Turn every line of the rows below into a JSON list of strings, one string per line, and leave out the blank lines.

*****

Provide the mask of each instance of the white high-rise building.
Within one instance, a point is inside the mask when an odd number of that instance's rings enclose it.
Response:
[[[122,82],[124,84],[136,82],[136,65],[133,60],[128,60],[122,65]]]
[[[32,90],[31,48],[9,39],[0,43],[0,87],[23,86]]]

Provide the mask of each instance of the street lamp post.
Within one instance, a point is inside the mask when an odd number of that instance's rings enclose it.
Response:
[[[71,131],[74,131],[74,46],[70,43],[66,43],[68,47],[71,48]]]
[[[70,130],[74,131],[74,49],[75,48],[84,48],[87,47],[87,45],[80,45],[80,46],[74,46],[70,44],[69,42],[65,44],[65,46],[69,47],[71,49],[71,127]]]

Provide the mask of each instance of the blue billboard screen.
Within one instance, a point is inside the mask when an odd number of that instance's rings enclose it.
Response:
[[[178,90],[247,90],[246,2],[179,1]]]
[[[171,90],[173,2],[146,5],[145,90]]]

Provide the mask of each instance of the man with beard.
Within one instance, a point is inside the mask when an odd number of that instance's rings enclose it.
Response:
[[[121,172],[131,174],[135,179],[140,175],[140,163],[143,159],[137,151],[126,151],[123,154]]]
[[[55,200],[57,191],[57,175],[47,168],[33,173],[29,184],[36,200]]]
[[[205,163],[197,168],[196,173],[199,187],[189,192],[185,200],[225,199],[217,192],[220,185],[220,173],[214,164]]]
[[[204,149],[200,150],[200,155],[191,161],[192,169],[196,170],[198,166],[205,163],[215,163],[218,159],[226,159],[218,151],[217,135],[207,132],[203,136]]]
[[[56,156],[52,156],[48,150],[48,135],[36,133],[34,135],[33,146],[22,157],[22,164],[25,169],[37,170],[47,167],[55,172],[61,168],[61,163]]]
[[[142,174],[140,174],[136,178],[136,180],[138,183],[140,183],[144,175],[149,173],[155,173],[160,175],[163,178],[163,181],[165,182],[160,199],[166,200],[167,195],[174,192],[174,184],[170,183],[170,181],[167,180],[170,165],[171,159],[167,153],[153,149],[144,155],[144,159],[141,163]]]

*****

▸ Solution below
[
  "Provide the mask of each instance of the white high-rise building.",
  "Within one instance, a point is inside the mask when an odd number of that instance's rings enclose it.",
  "Response:",
  "[[[122,82],[124,84],[136,82],[136,65],[133,60],[128,60],[122,65]]]",
  "[[[32,90],[31,48],[9,39],[0,43],[0,87],[23,86]]]",
  "Provide the mask of each instance of the street lamp post.",
  "Within one instance, a point is inside the mask when an odd number of that instance's rings enclose it.",
  "Response:",
  "[[[71,131],[74,131],[74,46],[70,43],[66,43],[68,47],[71,48]]]",
  "[[[70,130],[74,131],[74,49],[75,48],[84,48],[87,47],[87,45],[80,45],[80,46],[74,46],[70,44],[69,42],[65,44],[65,46],[69,47],[71,49],[71,127]]]",
  "Provide the mask of each instance of the blue billboard screen.",
  "Within one instance, a point is inside the mask when an odd number of that instance's rings enclose it.",
  "Response:",
  "[[[178,90],[247,90],[246,2],[179,1]]]",
  "[[[171,90],[173,2],[146,5],[145,90]]]",
  "Provide the mask of each instance of the man with beard.",
  "Within one instance, a point is inside the mask when an odd number of that instance's rings enclose it.",
  "Response:",
  "[[[121,172],[131,174],[135,179],[140,175],[140,163],[143,159],[137,151],[126,151],[123,154]]]",
  "[[[55,200],[57,191],[57,175],[47,168],[33,173],[29,184],[36,200]]]",
  "[[[205,163],[197,168],[196,173],[199,187],[189,192],[185,200],[225,199],[217,192],[220,185],[220,173],[214,164]]]",
  "[[[204,149],[200,150],[200,155],[191,161],[192,169],[196,170],[198,166],[205,163],[215,163],[218,159],[226,159],[218,151],[217,135],[207,132],[203,136]]]",
  "[[[56,156],[52,156],[48,150],[48,135],[36,133],[34,135],[33,146],[22,157],[22,164],[25,169],[37,170],[47,167],[55,172],[61,168],[61,163]]]",
  "[[[142,174],[140,174],[136,178],[136,180],[138,183],[140,183],[144,175],[149,173],[155,173],[160,175],[163,178],[163,181],[165,182],[160,199],[166,200],[167,195],[174,192],[174,184],[170,183],[170,181],[167,180],[170,165],[171,159],[167,153],[153,149],[144,155],[144,159],[141,163]]]"
]